Чрезвычайно просто это чувство радости жизни и всем доступно (это ему было просто… – Ю.С.). Вероятно, и я вышел в люди (в писатели) благодаря смелости пользования простотой чувства радости жизни. Я скорей всего прост и глуп, как Иван Дурак.
Есть вещи, положенные на вашу долю, лежат, вас дожидаются, пылятся и портятся, а вы по сторонам ищете, хватаетесь и чужое за своё выдаёте (речь, несомненно, о Царствии, и «портится» Оно – в смысле всё труднее достижимо со временем, но он, имея Его, не знал сам, где же Оно «лежит» и как научить взять Его, – как Апостолы поначалу спрашивали всё показать им Отца, а Он был перед ними в лице Сына. – Ю.С.).
Назови же мне хотя бы одного, кто вместил бы сам себя, и весь живот свой, и все мысленные догадки свои в образ такой же простой и величественный, какой ощущаем мы в себе, когда бываем просты, как дети…
Вот куда ведёт моя мысль о поведении творческом, а мастерство – это служба.
Стремление художника сделать живое существо вместо себя, живого, и в нём, живом, умереть – и есть стремление к достижению своего бессмертия при жизни (но лишь стремление… увы, это иллюзия; хотя, любое стремление есть свидетельство существования некой реальности, которую, разумеется, невозможно изобразить с помощью мысли, её можно только открыть как проявленную: «Если есть тоска по тайне,//Значит, тайна тоже есть». Курдаков. И, открыв, быть ею. – Ю.С.).
Жизнь желанная – это игра, все, кто может, играют, а кто не может – трудится в надежде когда-нибудь поиграть. Иные, даже вовсе потеряв надежду когда-нибудь поиграть, переносят мечту свою в будущее на «после нас», или даже совсем далеко, на тот свет (почти все воцерковленные; правы и Кожинов, и Курдаков: люди играют, но не как дети, а игра детей – это есть жизнь истинная. Для справки: стихотворение Курдакова «Есть игры и жизни…» создавалось как ответ Кожинову в споре о том, является ли двигателем творчества игровое начало. – Ю.С.).

◇ ◇ ◇ ◇

#### [Цель 1]
Выпишите по порядку все слова и фразы, которые в отрывке о радости жизни и творчестве стоят в кавычках-ёлочках.
#### [Цель 2]
Перепишите из отрывка о радости жизни и творчестве всё, что идёт от «Жизнь желанная –» и вниз до «начало. – Ю.С.).», поставив «работает» вместо «трудится».
#### [Цель 3]
Допишите продолжение отрывка о радости жизни и творчестве, начиная сразу после последнего предложения.
Следующий материал взят из другого источника и к отрывку не относится.

#### [Набор записей]
◇ ◇ ◇ ◇

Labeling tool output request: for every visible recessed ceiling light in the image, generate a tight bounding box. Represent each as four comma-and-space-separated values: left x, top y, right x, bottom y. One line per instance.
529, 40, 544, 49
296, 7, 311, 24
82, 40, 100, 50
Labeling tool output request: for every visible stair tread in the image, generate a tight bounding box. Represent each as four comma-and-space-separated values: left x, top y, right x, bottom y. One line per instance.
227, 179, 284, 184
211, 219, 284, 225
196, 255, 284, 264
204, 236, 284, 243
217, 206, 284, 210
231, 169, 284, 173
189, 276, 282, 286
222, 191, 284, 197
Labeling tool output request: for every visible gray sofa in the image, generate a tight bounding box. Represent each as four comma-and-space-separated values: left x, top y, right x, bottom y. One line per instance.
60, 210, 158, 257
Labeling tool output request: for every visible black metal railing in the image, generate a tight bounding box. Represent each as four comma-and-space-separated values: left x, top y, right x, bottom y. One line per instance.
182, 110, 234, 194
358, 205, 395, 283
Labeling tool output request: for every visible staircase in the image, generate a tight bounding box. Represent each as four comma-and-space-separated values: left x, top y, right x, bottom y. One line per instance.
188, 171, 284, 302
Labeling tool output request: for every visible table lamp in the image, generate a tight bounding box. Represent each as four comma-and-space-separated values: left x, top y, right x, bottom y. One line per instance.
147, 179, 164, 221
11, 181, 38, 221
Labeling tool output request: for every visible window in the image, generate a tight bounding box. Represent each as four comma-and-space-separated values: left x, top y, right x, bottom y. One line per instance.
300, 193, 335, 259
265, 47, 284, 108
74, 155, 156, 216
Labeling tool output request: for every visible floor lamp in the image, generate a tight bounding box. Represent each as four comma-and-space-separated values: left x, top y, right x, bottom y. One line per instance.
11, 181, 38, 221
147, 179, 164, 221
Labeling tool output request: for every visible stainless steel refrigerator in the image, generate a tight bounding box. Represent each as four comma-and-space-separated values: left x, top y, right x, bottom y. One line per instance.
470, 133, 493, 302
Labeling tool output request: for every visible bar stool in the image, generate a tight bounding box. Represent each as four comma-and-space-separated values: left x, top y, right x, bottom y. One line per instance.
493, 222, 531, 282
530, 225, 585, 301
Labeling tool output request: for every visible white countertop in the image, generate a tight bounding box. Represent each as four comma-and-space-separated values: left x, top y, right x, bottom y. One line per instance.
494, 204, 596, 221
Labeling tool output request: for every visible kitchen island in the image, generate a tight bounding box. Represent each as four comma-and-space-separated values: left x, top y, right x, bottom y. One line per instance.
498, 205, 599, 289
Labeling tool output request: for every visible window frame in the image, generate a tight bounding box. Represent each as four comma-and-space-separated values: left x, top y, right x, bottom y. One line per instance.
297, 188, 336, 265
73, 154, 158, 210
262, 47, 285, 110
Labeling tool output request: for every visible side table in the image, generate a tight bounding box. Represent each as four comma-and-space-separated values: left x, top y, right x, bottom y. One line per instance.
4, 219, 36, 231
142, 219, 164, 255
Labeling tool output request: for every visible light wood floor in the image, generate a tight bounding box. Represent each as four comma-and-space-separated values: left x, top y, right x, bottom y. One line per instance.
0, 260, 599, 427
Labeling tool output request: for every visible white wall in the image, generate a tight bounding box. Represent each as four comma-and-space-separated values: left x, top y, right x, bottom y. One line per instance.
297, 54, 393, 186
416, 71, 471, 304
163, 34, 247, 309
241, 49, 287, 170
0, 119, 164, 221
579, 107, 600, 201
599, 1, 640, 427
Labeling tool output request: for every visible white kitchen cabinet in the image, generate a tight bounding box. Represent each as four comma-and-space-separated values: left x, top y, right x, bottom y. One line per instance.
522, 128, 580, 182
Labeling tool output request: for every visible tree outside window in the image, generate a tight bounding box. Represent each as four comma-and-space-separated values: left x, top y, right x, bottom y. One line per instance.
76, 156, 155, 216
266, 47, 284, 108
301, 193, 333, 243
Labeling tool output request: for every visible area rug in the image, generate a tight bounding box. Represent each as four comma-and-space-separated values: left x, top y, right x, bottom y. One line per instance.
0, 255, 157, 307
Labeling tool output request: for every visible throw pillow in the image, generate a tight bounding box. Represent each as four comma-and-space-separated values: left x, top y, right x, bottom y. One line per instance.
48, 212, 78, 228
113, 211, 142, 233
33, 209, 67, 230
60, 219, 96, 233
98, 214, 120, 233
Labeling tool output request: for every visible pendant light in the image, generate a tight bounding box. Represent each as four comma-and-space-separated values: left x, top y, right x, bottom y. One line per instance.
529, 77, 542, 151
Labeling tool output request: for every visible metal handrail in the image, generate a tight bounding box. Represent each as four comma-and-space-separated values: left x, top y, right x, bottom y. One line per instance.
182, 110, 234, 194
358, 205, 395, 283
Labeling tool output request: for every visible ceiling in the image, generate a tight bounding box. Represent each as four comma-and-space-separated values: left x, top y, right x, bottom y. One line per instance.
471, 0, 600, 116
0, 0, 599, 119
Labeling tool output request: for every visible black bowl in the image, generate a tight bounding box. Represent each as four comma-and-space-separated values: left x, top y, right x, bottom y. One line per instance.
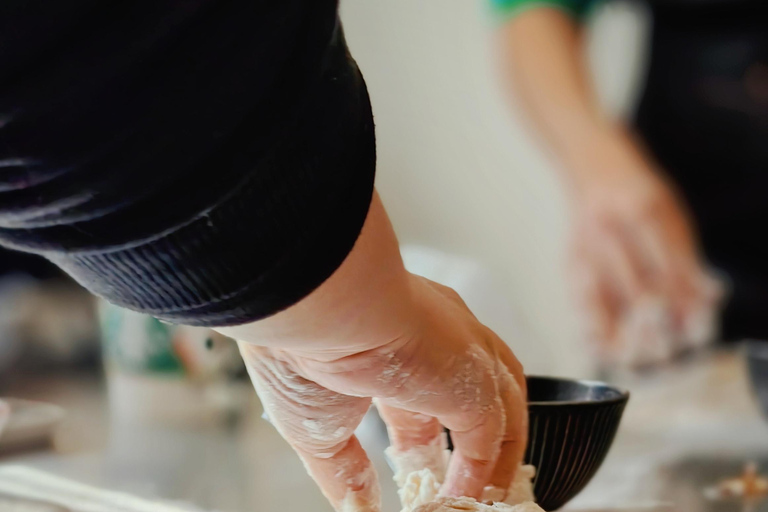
747, 340, 768, 418
525, 376, 629, 511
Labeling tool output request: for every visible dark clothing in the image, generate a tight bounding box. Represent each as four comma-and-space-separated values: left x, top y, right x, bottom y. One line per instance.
637, 0, 768, 339
0, 0, 375, 326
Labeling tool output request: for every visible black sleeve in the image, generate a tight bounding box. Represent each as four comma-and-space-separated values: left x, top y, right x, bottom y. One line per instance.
0, 0, 375, 326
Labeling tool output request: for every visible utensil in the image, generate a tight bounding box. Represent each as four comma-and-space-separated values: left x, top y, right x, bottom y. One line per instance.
525, 376, 629, 511
440, 376, 629, 511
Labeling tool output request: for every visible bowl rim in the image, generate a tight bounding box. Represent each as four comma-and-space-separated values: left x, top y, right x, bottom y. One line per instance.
525, 375, 630, 407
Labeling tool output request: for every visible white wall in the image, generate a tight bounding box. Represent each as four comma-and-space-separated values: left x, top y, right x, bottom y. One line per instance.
342, 0, 648, 376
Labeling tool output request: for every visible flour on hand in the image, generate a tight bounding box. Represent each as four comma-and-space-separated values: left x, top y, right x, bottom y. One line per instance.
386, 436, 542, 512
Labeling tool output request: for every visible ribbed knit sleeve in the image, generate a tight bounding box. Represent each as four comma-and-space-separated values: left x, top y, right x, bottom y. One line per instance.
0, 0, 375, 326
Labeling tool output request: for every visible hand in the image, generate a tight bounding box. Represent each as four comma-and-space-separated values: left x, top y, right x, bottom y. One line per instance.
568, 130, 722, 364
216, 193, 527, 511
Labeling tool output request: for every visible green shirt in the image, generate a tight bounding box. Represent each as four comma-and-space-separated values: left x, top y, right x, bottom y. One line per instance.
490, 0, 600, 21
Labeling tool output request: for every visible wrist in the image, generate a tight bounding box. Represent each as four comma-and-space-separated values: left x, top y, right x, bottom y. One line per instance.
217, 193, 410, 359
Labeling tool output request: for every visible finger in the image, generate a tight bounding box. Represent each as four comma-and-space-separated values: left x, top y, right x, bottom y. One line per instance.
376, 400, 447, 487
240, 343, 380, 512
490, 335, 528, 494
593, 223, 648, 309
437, 349, 505, 498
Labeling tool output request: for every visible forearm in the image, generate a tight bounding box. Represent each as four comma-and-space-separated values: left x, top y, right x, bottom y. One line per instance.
498, 7, 619, 174
219, 194, 414, 359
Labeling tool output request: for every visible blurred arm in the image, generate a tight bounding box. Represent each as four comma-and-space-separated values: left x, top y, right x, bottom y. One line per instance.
499, 6, 618, 180
496, 0, 721, 362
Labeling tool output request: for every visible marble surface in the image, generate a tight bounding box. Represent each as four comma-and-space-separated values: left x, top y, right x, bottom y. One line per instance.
0, 352, 768, 512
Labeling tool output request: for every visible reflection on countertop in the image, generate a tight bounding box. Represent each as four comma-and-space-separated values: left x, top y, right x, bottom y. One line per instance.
0, 351, 768, 512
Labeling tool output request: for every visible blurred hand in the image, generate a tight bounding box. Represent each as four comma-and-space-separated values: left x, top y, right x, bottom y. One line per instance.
567, 130, 722, 365
220, 192, 527, 511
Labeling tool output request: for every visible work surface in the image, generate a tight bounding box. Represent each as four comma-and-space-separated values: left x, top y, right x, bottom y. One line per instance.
0, 353, 768, 512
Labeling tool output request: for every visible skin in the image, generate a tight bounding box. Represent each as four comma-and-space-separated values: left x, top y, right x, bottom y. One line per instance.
219, 195, 527, 511
498, 7, 722, 361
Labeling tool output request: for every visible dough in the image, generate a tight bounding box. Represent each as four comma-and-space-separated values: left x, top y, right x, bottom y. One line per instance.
413, 498, 544, 512
385, 435, 543, 512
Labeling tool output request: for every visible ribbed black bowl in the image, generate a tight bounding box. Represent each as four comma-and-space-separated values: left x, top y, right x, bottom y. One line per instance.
525, 376, 629, 511
747, 340, 768, 418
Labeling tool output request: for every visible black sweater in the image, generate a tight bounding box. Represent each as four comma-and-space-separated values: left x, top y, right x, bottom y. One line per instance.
0, 0, 375, 325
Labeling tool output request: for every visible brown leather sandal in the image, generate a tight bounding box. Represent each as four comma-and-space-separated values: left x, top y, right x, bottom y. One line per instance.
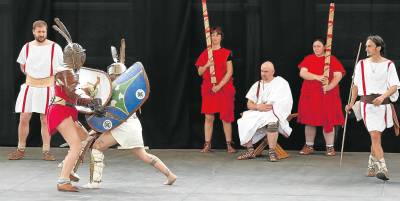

◇ ◇ ◇ ◇

#### [Ответ 1]
«портится»
«лежит»
«Если есть тоска по тайне,//Значит, тайна тоже есть»
«после нас»
«Есть игры и жизни…»

#### [Ответ 2]
Жизнь желанная – это игра, все, кто может, играют, а кто не может – работает в надежде когда-нибудь поиграть. Иные, даже вовсе потеряв надежду когда-нибудь поиграть, переносят мечту свою в будущее на «после нас», или даже совсем далеко, на тот свет (почти все воцерковленные; правы и Кожинов, и Курдаков: люди играют, но не как дети, а игра детей – это есть жизнь истинная. Для справки: стихотворение Курдакова «Есть игры и жизни…» создавалось как ответ Кожинову в споре о том, является ли двигателем творчества игровое начало. – Ю.С.).

#### [Ответ 3]
Игра – это есть допускаемая ложь: «будто правда». Этой игрой и наполнена основная жизнь ребёнка, и это же детское «будто» сохраняется у художника и переходит в большую сознательную игру, называемую искусством (тут – «кожиновский» взгляд. – Ю.С.).
Напротив, прямой путь без всякого «будто» к правде называется поведением.
Мы родимся на игру («Бог, играя, создаёт миры». – Ю.С.), а нас учат поведению.
Пришёл к сознанию того, как это трудно, как это опасно и каким это надо быть чистым человеком и большим художником, чтобы написать по себе о поведении художника.
Поэзия бросает лучи свои во все стороны, и один из них проходит сквозь правду и освещает её изнутри. Такая правда редкая светит для всех наравне со светилами, а искусство такого художника является личным его поведением.
Полагаю в конце концов, что вначале было дело формирования моей личности: дело это – моё поведение. А дальше в моём поведении родилось и вышло на свет, как ребёнок у матери, моё слово.
Вот отчего, наверно, и бывает со мной всегда, когда читатель мой объясняет создаваемые мною вещи «талантом», я с этим не соглашаюсь. Я сам свои хорошие вещи отношу не к таланту своему, а к своему поведению.
Талант у человека общий со всей природой… <и>, как мотор, даёт общее движение жизни, а моё личное поведение на почве общего таланта – мотора, определяет мою вещь как заслугу и меня самого как личность единственную, неповторимую и необходимую людям… (про заслугу и прочее тут некоторый перебор, но это взгляд его на себя как бы со стороны, от читателя… – Ю.С.)
Ещё и такие есть читатели, которые, радуясь моей вещи, объясняют её появление моим мастерством, поселяя у наивных людей такое мнение, что если будешь умело мастерить со словами, то сделаешься хорошим писателем. До некоторой степени это не совсем бессмысленно в других искусствах (спорно… – Ю.С.)… Но искусству слова мы учимся с первых дней по выходе из материнской утробы… Выделение мастерства как главного в искусстве слова, вероятнее всего произошло от сальеризма и подражания.
«Поведение» у меня скорее всего означает долг быть самим собой, а мастерство – быть как все.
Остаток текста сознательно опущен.